EXERCISE: Please reproduce, word for word, the passage of the jazz festival blog post that begins with the words "As one of the" and ends with "them entirely hers.".
___ DOCUMENT SEGMENT
Monday, September 24, 2012

In Lieu of 1000 Words: 2012 Prairie Village Jazz Fest, Part 2

A photographer craves the perfect light, the setting sun hitting the stage at a unique angle to illuminate the musicians perfectly, a fifteen minute period when you can capture a once in a lifetime shot.

At the 2012 Prairie Village Jazz Festival on September 8, the perfect light hit during the stage change between Megan Birdsall’s set and Bobby Watson’s set. Next year’s festival really needs to time that better.

The sun had settled behind the hill at Harmon Park when Bobby Watson took the stage. Backed by bassist Curtis Lundy, in from New York, Richard Johnson from Minneapolis on piano and Kansas City’s Michael Warren on drums, Bobby’s alto captured the crowd. Co-headiner Karrin Allyson followed with a wonderful set, accompanied by Los Angeles sax and woodwind master Bob Sheppard, and a trio of current and former Kansas Citians, jazz masters all: Rod Fleeman on guitar, Gerald Spaits on bass and Todd Strait on drums.

I offered photos of Gerald and Todd last week, from Mike Metheny’s set. Now here’s photos of the rest of the festival headliners. As always, clicking on a shot should open a larger version of it.

Bobby Watson on alto sax

Bassist Curtis Lundy

Pianist Richard Johnson

Drummer Michael Warren

Curtis and Bobby

At night, the audience filled the hill.
Karrin Allyson on piano and vocals

Bob Sheppard on sax

Karrin Allyson Quintet. Left to right: Rod Fleeman, Bob Sheppard, Karrin Allyson, Gerald Spaits, Todd Strait

Guitarist Rod Fleeman

Bob Sheppard on flute

For her final number, Karrin invited bassist Bob Bowman, who has performed with her often, and Bobby Watson to join her group on stage. Left to right: Karrin Allyson, Bob Bowman, Bobby Watson, Bob Sheppard, Rod Fleeman.

Monday, September 17, 2012

In Lieu of 1000 Words: 2012 PV Jazz Fest, Part 1

Thousands of fans. They crowded the hill at Harmon Park on September 8th to enjoy the music, the food, the beer and the wine – but mostly the music – at the third annual Prairie Village Jazz Festival.

As one of the organizers of this year’s event, I’ll not feign an unbiased assessment. But I will credit one group above all others for the day’s success: The musicians. Every performance was magnificent.

Opening act Diverse, in their new configuration with drummer Brad Williams, mostly played tunes the arriving audience might recognize, but branded by their own contemporary resolve. Rich Wheeler’s quartet spanned their own compositions to the blues. Everyone who heard Mike Metheny understands why I keep telling him he needs to perform locally more often (and he’s starting to do that). And everyone who heard Megan Birdsall heard a vocalist wrap herself around familiar standards and pop classics to make them entirely hers.
______
___ DATA
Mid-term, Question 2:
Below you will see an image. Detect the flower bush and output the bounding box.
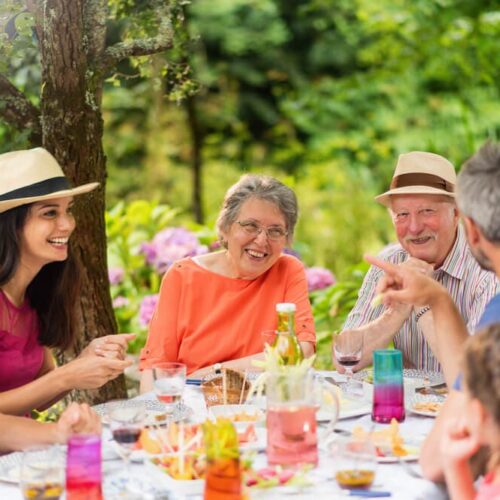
______
ANSWER:
As one of the organizers of this year’s event, I’ll not feign an unbiased assessment. But I will credit one group above all others for the day’s success: The musicians. Every performance was magnificent.

Opening act Diverse, in their new configuration with drummer Brad Williams, mostly played tunes the arriving audience might recognize, but branded by their own contemporary resolve. Rich Wheeler’s quartet spanned their own compositions to the blues. Everyone who heard Mike Metheny understands why I keep telling him he needs to perform locally more often (and he’s starting to do that). And everyone who heard Megan Birdsall heard a vocalist wrap herself around familiar standards and pop classics to make them entirely hers.